— Provided text —

━━━━━━━━━━━━━━━━

Source:
https://scmp.com/lifestyle/books/article/1656260/book-review-getting-colder-amanda-coe
Lifestyle

Book review: Getting Colder, by Amanda Coe

Getting Colder
by Amanda Coe
Virago

In Amanda Coe's second novel, a woman dies of cancer and her relatives gather for the funeral.

Sarah had abandoned her first husband and two children in 1979 for Patrick, once a famous playwright and now a needy drunk. She was 30 years old, daughter Louise was 10 and son Nigel was 13.

Coe has written a shrewd yet sympathetic account of what happens when erotic love trumps the maternal, and a mother leaves home. If Coe were less skilful, the contrast between Louise and Nigel might appear crude. Louise, brought up by her mum's sister, Auntie B, after her dad remarried and also rejected them, is a single, unemployed, fat, working-class mum of two teens.

Nigel, sent to boarding school with Patrick's money and then to Oxford, is a rich solicitor, married to a woman who looks like a catalogue model, whose lack of sympathy for his younger sibling is edged with disgust.

Not that Nigel has escaped the damage wreaked by his parents' desertion; in his case it has been internalised in symptoms and allergies including hay fever, sciatica and crippling indigestion.

━━━━━━━━━━━━━━━━

— Work request —
Continue the Getting Colder book review from its last sentence, keeping the same voice and style.

━━━━━━━━━━━━━━━━

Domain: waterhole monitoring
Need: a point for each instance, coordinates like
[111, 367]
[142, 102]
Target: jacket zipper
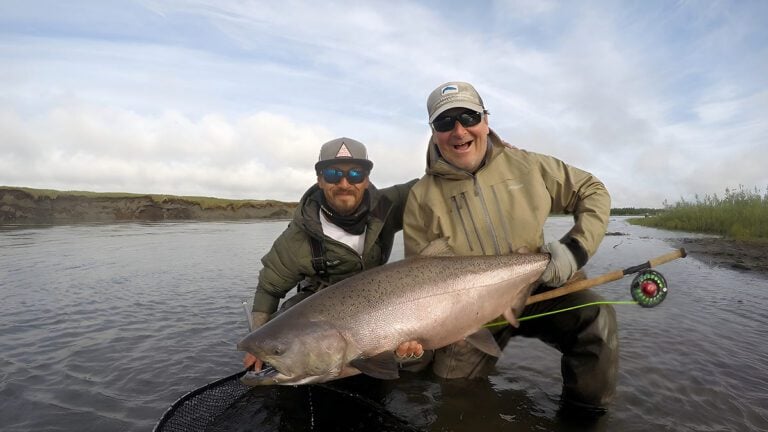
[486, 213]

━━━━━━━━━━━━━━━━

— Response to the task —
Thrown together in Patrick's crumbling Cornish hideaway, where Louise has never been before but now plans an extended stay because her daughter, Holly, has fallen victim to a sexual predator up north, she and Nigel face the consequences of suddenly losing their mother for the second time.

In a series of flashbacks to their childhood, Coe lays out for us, in the detail of two awful visits, Louise's overwhelming sense of loss, "the smell of Mum she hadn't smelled for months and the shape she'd left behind like a cut-out", more painful by far than Patrick's vileness. In between the chapters are Patrick's love letters to Sarah, filled with sexy blandishments and ardour.

The character-driven novel is crisply plotted and filled with pleasurably sharp observations. Coe turns a winning phrase, such as when Nigel and his wife's sobbing son interrupts their lovemaking and they freeze "in position like escaping PoWs in a war film".

As a follow-up to her chilling 2011 debut What They Do in the Dark, Coe's new novel succeeds with style.